Subscribe to DSC Newsletter

Is it possible to carry out a cluster analysis using categorical variables ?

Views: 30386

Reply to This

Replies to This Discussion

What about using decision trees?
Mirko, I am trying to conduct subjective segmentation which is non - induced or simply I do not have a "Y" or objective function.
Tom, I have a couple of variables both numeric and categoric variables I would like to conduct a profiling on my data.
Thanks for the reply...
Hi Bhaswati,
Please select some of variables which u fell is important for cluster analysis. Once u decide upon no of cluster then merger cluster result with original data set and do profiling for rest of unused variables . Yes you can find good articles on latent class analysis using SAS EG. Just do some Google search. If you are planning to use R then there are lot of packages available which can be used for latent class analysis.
That was quite informative.
Are you suggesting that i use these dummies or use this woe variables with the other continuous variables in the equation?
I will be using proc fastclus in SAS, so should i have all these variables & dummies together in the "Var" statement ?

● ● ●

> **STATED TASK A**
Can you show every line in the listing below that contains the string "dark"?

● ● ●

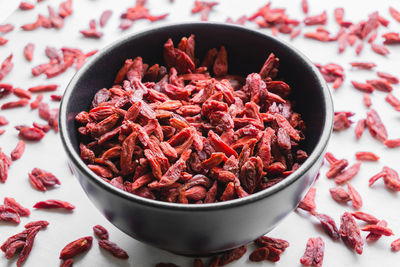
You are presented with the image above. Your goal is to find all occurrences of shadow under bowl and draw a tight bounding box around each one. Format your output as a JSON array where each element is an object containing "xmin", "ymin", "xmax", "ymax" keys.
[{"xmin": 60, "ymin": 23, "xmax": 333, "ymax": 256}]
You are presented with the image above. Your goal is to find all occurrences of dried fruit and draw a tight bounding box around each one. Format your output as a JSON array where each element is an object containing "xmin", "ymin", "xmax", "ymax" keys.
[
  {"xmin": 219, "ymin": 245, "xmax": 247, "ymax": 266},
  {"xmin": 352, "ymin": 211, "xmax": 380, "ymax": 224},
  {"xmin": 314, "ymin": 213, "xmax": 340, "ymax": 240},
  {"xmin": 99, "ymin": 239, "xmax": 129, "ymax": 259},
  {"xmin": 339, "ymin": 212, "xmax": 364, "ymax": 254},
  {"xmin": 356, "ymin": 153, "xmax": 380, "ymax": 161},
  {"xmin": 93, "ymin": 225, "xmax": 108, "ymax": 239},
  {"xmin": 28, "ymin": 168, "xmax": 61, "ymax": 191},
  {"xmin": 4, "ymin": 197, "xmax": 31, "ymax": 217},
  {"xmin": 366, "ymin": 220, "xmax": 387, "ymax": 242},
  {"xmin": 76, "ymin": 35, "xmax": 308, "ymax": 203},
  {"xmin": 298, "ymin": 187, "xmax": 317, "ymax": 214},
  {"xmin": 335, "ymin": 161, "xmax": 361, "ymax": 184},
  {"xmin": 329, "ymin": 186, "xmax": 351, "ymax": 203},
  {"xmin": 347, "ymin": 182, "xmax": 362, "ymax": 209},
  {"xmin": 361, "ymin": 224, "xmax": 394, "ymax": 236},
  {"xmin": 390, "ymin": 240, "xmax": 400, "ymax": 252},
  {"xmin": 300, "ymin": 237, "xmax": 325, "ymax": 267},
  {"xmin": 33, "ymin": 199, "xmax": 75, "ymax": 210},
  {"xmin": 60, "ymin": 236, "xmax": 93, "ymax": 260}
]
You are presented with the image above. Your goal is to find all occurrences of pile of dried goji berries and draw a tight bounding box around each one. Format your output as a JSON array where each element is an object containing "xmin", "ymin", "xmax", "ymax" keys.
[
  {"xmin": 75, "ymin": 35, "xmax": 307, "ymax": 204},
  {"xmin": 0, "ymin": 0, "xmax": 400, "ymax": 267}
]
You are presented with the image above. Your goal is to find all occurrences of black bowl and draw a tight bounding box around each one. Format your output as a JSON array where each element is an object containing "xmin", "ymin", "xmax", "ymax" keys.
[{"xmin": 60, "ymin": 23, "xmax": 333, "ymax": 255}]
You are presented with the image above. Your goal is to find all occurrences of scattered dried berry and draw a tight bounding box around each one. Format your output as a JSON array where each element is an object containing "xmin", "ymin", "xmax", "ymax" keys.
[
  {"xmin": 60, "ymin": 236, "xmax": 93, "ymax": 260},
  {"xmin": 33, "ymin": 199, "xmax": 75, "ymax": 210},
  {"xmin": 99, "ymin": 239, "xmax": 129, "ymax": 259},
  {"xmin": 339, "ymin": 212, "xmax": 364, "ymax": 254},
  {"xmin": 93, "ymin": 225, "xmax": 108, "ymax": 239}
]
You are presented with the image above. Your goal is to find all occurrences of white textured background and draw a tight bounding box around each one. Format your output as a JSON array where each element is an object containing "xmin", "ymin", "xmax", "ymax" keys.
[{"xmin": 0, "ymin": 0, "xmax": 400, "ymax": 266}]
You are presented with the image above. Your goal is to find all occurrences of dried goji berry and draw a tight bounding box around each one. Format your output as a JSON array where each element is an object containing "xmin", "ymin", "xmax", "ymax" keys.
[
  {"xmin": 60, "ymin": 236, "xmax": 93, "ymax": 260},
  {"xmin": 99, "ymin": 239, "xmax": 129, "ymax": 259},
  {"xmin": 93, "ymin": 225, "xmax": 108, "ymax": 239},
  {"xmin": 300, "ymin": 237, "xmax": 325, "ymax": 267}
]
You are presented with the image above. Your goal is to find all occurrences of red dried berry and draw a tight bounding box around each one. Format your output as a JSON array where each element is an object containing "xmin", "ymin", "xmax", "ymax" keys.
[
  {"xmin": 356, "ymin": 151, "xmax": 379, "ymax": 161},
  {"xmin": 19, "ymin": 2, "xmax": 35, "ymax": 10},
  {"xmin": 350, "ymin": 62, "xmax": 376, "ymax": 70},
  {"xmin": 377, "ymin": 71, "xmax": 399, "ymax": 84},
  {"xmin": 219, "ymin": 245, "xmax": 247, "ymax": 266},
  {"xmin": 0, "ymin": 205, "xmax": 21, "ymax": 224},
  {"xmin": 298, "ymin": 187, "xmax": 317, "ymax": 213},
  {"xmin": 60, "ymin": 259, "xmax": 74, "ymax": 267},
  {"xmin": 351, "ymin": 81, "xmax": 374, "ymax": 93},
  {"xmin": 335, "ymin": 161, "xmax": 361, "ymax": 184},
  {"xmin": 329, "ymin": 186, "xmax": 351, "ymax": 203},
  {"xmin": 4, "ymin": 197, "xmax": 31, "ymax": 217},
  {"xmin": 18, "ymin": 127, "xmax": 45, "ymax": 141},
  {"xmin": 352, "ymin": 211, "xmax": 380, "ymax": 224},
  {"xmin": 24, "ymin": 221, "xmax": 50, "ymax": 229},
  {"xmin": 28, "ymin": 84, "xmax": 58, "ymax": 93},
  {"xmin": 93, "ymin": 225, "xmax": 108, "ymax": 239},
  {"xmin": 371, "ymin": 43, "xmax": 390, "ymax": 56},
  {"xmin": 300, "ymin": 237, "xmax": 325, "ymax": 267},
  {"xmin": 24, "ymin": 43, "xmax": 35, "ymax": 61},
  {"xmin": 366, "ymin": 220, "xmax": 387, "ymax": 242},
  {"xmin": 390, "ymin": 240, "xmax": 400, "ymax": 252},
  {"xmin": 249, "ymin": 247, "xmax": 269, "ymax": 262},
  {"xmin": 33, "ymin": 199, "xmax": 75, "ymax": 210},
  {"xmin": 17, "ymin": 226, "xmax": 41, "ymax": 267},
  {"xmin": 60, "ymin": 236, "xmax": 93, "ymax": 260},
  {"xmin": 314, "ymin": 213, "xmax": 340, "ymax": 240},
  {"xmin": 347, "ymin": 182, "xmax": 362, "ymax": 209},
  {"xmin": 339, "ymin": 212, "xmax": 364, "ymax": 254},
  {"xmin": 361, "ymin": 224, "xmax": 394, "ymax": 236},
  {"xmin": 304, "ymin": 11, "xmax": 327, "ymax": 26},
  {"xmin": 99, "ymin": 239, "xmax": 129, "ymax": 259}
]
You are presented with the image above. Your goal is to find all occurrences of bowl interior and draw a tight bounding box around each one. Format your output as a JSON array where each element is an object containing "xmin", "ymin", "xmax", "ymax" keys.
[{"xmin": 61, "ymin": 23, "xmax": 333, "ymax": 207}]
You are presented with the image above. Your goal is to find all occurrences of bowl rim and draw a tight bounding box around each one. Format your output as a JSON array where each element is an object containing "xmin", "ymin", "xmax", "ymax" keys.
[{"xmin": 59, "ymin": 22, "xmax": 334, "ymax": 211}]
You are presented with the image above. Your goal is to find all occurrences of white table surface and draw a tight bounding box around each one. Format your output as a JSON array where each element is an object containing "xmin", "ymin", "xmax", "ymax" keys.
[{"xmin": 0, "ymin": 0, "xmax": 400, "ymax": 266}]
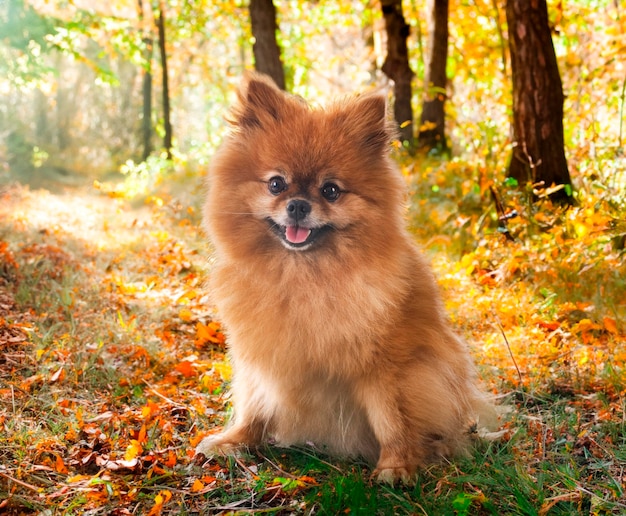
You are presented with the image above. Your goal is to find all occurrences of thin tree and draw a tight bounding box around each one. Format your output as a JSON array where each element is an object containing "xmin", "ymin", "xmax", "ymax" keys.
[
  {"xmin": 249, "ymin": 0, "xmax": 285, "ymax": 90},
  {"xmin": 380, "ymin": 0, "xmax": 414, "ymax": 148},
  {"xmin": 506, "ymin": 0, "xmax": 572, "ymax": 203},
  {"xmin": 418, "ymin": 0, "xmax": 448, "ymax": 152},
  {"xmin": 156, "ymin": 0, "xmax": 172, "ymax": 159},
  {"xmin": 138, "ymin": 0, "xmax": 154, "ymax": 161}
]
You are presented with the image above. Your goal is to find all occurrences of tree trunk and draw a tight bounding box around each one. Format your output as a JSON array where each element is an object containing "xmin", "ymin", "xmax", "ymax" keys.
[
  {"xmin": 506, "ymin": 0, "xmax": 573, "ymax": 203},
  {"xmin": 138, "ymin": 0, "xmax": 154, "ymax": 161},
  {"xmin": 381, "ymin": 0, "xmax": 414, "ymax": 148},
  {"xmin": 249, "ymin": 0, "xmax": 285, "ymax": 90},
  {"xmin": 418, "ymin": 0, "xmax": 448, "ymax": 152},
  {"xmin": 157, "ymin": 0, "xmax": 172, "ymax": 159}
]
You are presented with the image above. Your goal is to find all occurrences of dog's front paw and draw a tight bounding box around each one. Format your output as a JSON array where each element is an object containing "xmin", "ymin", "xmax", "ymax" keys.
[
  {"xmin": 195, "ymin": 433, "xmax": 243, "ymax": 457},
  {"xmin": 372, "ymin": 467, "xmax": 416, "ymax": 485}
]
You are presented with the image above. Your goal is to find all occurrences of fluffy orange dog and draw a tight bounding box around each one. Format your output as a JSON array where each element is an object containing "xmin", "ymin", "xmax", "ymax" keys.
[{"xmin": 196, "ymin": 74, "xmax": 490, "ymax": 482}]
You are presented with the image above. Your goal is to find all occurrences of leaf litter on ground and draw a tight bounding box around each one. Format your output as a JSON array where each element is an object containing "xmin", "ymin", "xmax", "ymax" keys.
[{"xmin": 0, "ymin": 167, "xmax": 626, "ymax": 514}]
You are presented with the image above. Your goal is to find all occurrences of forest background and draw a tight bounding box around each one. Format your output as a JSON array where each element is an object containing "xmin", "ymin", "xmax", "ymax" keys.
[{"xmin": 0, "ymin": 0, "xmax": 626, "ymax": 514}]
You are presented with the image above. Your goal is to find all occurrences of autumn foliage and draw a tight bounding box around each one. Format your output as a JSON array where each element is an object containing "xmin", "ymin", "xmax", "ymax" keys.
[{"xmin": 0, "ymin": 0, "xmax": 626, "ymax": 515}]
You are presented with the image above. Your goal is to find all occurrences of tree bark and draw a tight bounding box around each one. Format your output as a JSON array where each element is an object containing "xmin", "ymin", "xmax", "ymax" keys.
[
  {"xmin": 157, "ymin": 0, "xmax": 172, "ymax": 159},
  {"xmin": 381, "ymin": 0, "xmax": 415, "ymax": 148},
  {"xmin": 506, "ymin": 0, "xmax": 573, "ymax": 203},
  {"xmin": 249, "ymin": 0, "xmax": 285, "ymax": 90},
  {"xmin": 138, "ymin": 0, "xmax": 154, "ymax": 161},
  {"xmin": 418, "ymin": 0, "xmax": 448, "ymax": 152}
]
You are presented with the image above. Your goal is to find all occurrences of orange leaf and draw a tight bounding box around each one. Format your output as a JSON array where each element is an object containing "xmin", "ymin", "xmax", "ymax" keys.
[
  {"xmin": 165, "ymin": 450, "xmax": 177, "ymax": 468},
  {"xmin": 602, "ymin": 316, "xmax": 619, "ymax": 335},
  {"xmin": 174, "ymin": 360, "xmax": 196, "ymax": 378},
  {"xmin": 191, "ymin": 478, "xmax": 204, "ymax": 493},
  {"xmin": 124, "ymin": 439, "xmax": 143, "ymax": 461},
  {"xmin": 54, "ymin": 455, "xmax": 69, "ymax": 473},
  {"xmin": 137, "ymin": 425, "xmax": 148, "ymax": 444}
]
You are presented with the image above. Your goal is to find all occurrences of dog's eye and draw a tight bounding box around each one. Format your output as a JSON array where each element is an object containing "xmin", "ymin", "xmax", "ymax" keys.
[
  {"xmin": 267, "ymin": 176, "xmax": 287, "ymax": 195},
  {"xmin": 321, "ymin": 183, "xmax": 341, "ymax": 202}
]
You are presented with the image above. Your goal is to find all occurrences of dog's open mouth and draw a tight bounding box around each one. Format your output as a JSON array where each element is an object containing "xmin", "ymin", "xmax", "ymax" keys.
[{"xmin": 268, "ymin": 219, "xmax": 331, "ymax": 249}]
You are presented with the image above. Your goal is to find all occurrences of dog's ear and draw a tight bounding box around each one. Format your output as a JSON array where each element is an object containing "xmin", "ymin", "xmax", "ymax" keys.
[
  {"xmin": 230, "ymin": 72, "xmax": 285, "ymax": 129},
  {"xmin": 346, "ymin": 93, "xmax": 396, "ymax": 153}
]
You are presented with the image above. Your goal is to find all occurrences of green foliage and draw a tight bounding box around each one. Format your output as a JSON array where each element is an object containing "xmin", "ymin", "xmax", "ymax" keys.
[{"xmin": 0, "ymin": 0, "xmax": 57, "ymax": 86}]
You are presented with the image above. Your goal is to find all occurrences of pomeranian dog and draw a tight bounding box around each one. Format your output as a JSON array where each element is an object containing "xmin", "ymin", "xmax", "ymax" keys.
[{"xmin": 196, "ymin": 74, "xmax": 491, "ymax": 482}]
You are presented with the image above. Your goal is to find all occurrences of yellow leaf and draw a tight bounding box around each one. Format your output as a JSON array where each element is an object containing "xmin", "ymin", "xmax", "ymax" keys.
[
  {"xmin": 602, "ymin": 316, "xmax": 619, "ymax": 335},
  {"xmin": 124, "ymin": 439, "xmax": 143, "ymax": 461},
  {"xmin": 178, "ymin": 308, "xmax": 193, "ymax": 322},
  {"xmin": 191, "ymin": 478, "xmax": 204, "ymax": 493}
]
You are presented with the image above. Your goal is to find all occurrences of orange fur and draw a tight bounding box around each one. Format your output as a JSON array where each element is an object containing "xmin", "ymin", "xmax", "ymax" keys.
[{"xmin": 197, "ymin": 74, "xmax": 491, "ymax": 481}]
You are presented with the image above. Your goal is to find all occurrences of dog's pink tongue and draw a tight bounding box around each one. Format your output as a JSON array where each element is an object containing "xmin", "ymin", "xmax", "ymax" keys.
[{"xmin": 285, "ymin": 226, "xmax": 311, "ymax": 244}]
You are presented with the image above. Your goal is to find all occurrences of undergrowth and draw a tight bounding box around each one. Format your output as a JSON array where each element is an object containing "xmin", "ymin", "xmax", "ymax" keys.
[{"xmin": 0, "ymin": 151, "xmax": 626, "ymax": 515}]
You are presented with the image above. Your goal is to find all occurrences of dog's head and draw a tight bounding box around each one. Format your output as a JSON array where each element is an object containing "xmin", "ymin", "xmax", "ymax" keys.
[{"xmin": 205, "ymin": 74, "xmax": 403, "ymax": 258}]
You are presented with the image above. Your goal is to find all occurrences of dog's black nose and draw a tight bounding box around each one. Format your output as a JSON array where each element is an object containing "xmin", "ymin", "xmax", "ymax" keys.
[{"xmin": 287, "ymin": 199, "xmax": 311, "ymax": 222}]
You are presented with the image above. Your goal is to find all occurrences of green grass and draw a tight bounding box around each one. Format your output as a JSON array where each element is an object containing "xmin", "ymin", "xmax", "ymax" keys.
[{"xmin": 0, "ymin": 171, "xmax": 626, "ymax": 515}]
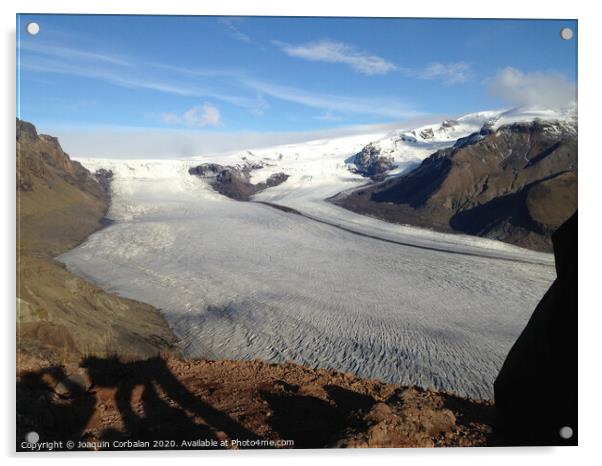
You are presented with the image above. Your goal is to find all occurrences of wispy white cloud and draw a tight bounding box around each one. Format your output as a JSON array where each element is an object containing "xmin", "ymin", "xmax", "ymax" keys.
[
  {"xmin": 484, "ymin": 67, "xmax": 577, "ymax": 108},
  {"xmin": 161, "ymin": 103, "xmax": 222, "ymax": 128},
  {"xmin": 19, "ymin": 41, "xmax": 131, "ymax": 66},
  {"xmin": 273, "ymin": 40, "xmax": 397, "ymax": 75},
  {"xmin": 48, "ymin": 115, "xmax": 450, "ymax": 159},
  {"xmin": 272, "ymin": 40, "xmax": 472, "ymax": 85},
  {"xmin": 416, "ymin": 61, "xmax": 472, "ymax": 85},
  {"xmin": 217, "ymin": 18, "xmax": 251, "ymax": 42},
  {"xmin": 243, "ymin": 79, "xmax": 420, "ymax": 118}
]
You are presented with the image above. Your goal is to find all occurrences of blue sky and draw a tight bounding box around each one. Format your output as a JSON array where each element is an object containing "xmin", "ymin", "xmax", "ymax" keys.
[{"xmin": 17, "ymin": 15, "xmax": 577, "ymax": 157}]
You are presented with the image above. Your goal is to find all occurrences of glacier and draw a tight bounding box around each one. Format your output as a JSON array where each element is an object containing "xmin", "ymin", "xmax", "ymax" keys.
[{"xmin": 58, "ymin": 108, "xmax": 555, "ymax": 399}]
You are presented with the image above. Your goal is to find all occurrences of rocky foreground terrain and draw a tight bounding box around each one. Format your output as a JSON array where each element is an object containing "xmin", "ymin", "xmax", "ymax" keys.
[
  {"xmin": 333, "ymin": 120, "xmax": 577, "ymax": 251},
  {"xmin": 17, "ymin": 358, "xmax": 493, "ymax": 449}
]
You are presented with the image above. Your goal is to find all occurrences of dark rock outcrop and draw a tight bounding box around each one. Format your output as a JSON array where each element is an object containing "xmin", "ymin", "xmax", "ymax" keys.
[
  {"xmin": 345, "ymin": 144, "xmax": 395, "ymax": 179},
  {"xmin": 16, "ymin": 120, "xmax": 175, "ymax": 366},
  {"xmin": 188, "ymin": 161, "xmax": 288, "ymax": 201},
  {"xmin": 333, "ymin": 121, "xmax": 577, "ymax": 251},
  {"xmin": 494, "ymin": 213, "xmax": 578, "ymax": 445}
]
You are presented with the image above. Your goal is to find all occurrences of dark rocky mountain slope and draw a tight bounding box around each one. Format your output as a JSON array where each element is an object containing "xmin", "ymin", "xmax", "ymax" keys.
[
  {"xmin": 334, "ymin": 120, "xmax": 577, "ymax": 251},
  {"xmin": 17, "ymin": 120, "xmax": 175, "ymax": 366},
  {"xmin": 188, "ymin": 162, "xmax": 288, "ymax": 201}
]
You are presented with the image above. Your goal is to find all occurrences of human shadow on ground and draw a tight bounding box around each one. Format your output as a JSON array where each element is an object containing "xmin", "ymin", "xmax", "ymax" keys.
[{"xmin": 17, "ymin": 357, "xmax": 258, "ymax": 450}]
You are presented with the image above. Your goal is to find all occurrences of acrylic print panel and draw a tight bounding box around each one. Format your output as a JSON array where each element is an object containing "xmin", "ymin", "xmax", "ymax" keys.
[{"xmin": 16, "ymin": 15, "xmax": 578, "ymax": 451}]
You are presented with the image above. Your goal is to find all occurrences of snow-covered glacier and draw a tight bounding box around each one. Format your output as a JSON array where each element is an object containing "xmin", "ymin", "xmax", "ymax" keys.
[{"xmin": 59, "ymin": 108, "xmax": 555, "ymax": 398}]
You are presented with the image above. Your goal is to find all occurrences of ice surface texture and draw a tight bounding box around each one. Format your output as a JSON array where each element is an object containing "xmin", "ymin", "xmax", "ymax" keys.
[{"xmin": 59, "ymin": 108, "xmax": 555, "ymax": 398}]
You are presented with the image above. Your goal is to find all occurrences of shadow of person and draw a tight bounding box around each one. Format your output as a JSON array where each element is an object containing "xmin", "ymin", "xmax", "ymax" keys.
[
  {"xmin": 260, "ymin": 385, "xmax": 374, "ymax": 448},
  {"xmin": 82, "ymin": 357, "xmax": 258, "ymax": 449},
  {"xmin": 16, "ymin": 366, "xmax": 96, "ymax": 451}
]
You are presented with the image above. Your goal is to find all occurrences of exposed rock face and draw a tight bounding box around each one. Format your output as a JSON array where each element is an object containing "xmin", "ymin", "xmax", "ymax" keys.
[
  {"xmin": 345, "ymin": 144, "xmax": 395, "ymax": 179},
  {"xmin": 494, "ymin": 213, "xmax": 578, "ymax": 445},
  {"xmin": 188, "ymin": 162, "xmax": 288, "ymax": 201},
  {"xmin": 17, "ymin": 120, "xmax": 175, "ymax": 364},
  {"xmin": 336, "ymin": 121, "xmax": 577, "ymax": 251}
]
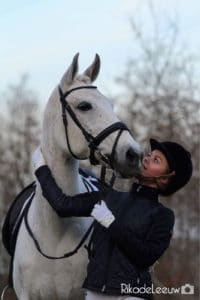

● ● ●

> **STATED TASK B**
Could you supply the next part of the forum thread on clustering categorical variables above, picking up right after its final post?

> **RIGHT ANSWER A**
You are presented with the image above. Your goal is to find all occurrences of dark rock outcrop and draw a tight bounding box around each one. Format your output as a JSON array where each element is an object containing "xmin", "ymin", "xmax", "ymax" keys.
You are presented with the image above. Your goal is to find all occurrences of dark rocky mountain slope and draw a tight bounding box around each one. Format your output as a JSON array where each element is an object containing "xmin", "ymin", "xmax", "ymax" keys.

> **RIGHT ANSWER B**
One method of showing riskiness is to evaluate the odds ratio or log odds of the category.
Hi Bhaswati,
I had similar kind of data in one of my clustering project. I used expected maximization clustering techniques which is based on prior probability distribution and likelihood based algo. In fact you can also do Latent class analysis for such mixed type of data. I will recommend for expected maximization algo for the clustering.
I do not know whether this is possible with SAS EG i used open source tool weka to do this analysis.
I hope this will help you
I have not worked on cluster analysis before.
Do you have any write ups on Latent class analysis? I am afraid I am not aware of ho wto approach.
Tom, I am not sure about "Latent Class" analysis.
I wouldn't recommend recoding categorical variables into numerics. I would stick with decision trees, correspondence analysis, or latent class analysis. You cannot do latent class analysis in SAS using EG, but there is a PROC LCA which will do the trick.

-Ralph Winters
Could you please elaborate the reason for not converting categorical variables to numeric ?
Does Proc LCA work in SAS EG ?
Also if you have write ups on Latent Class analysis it would be really great!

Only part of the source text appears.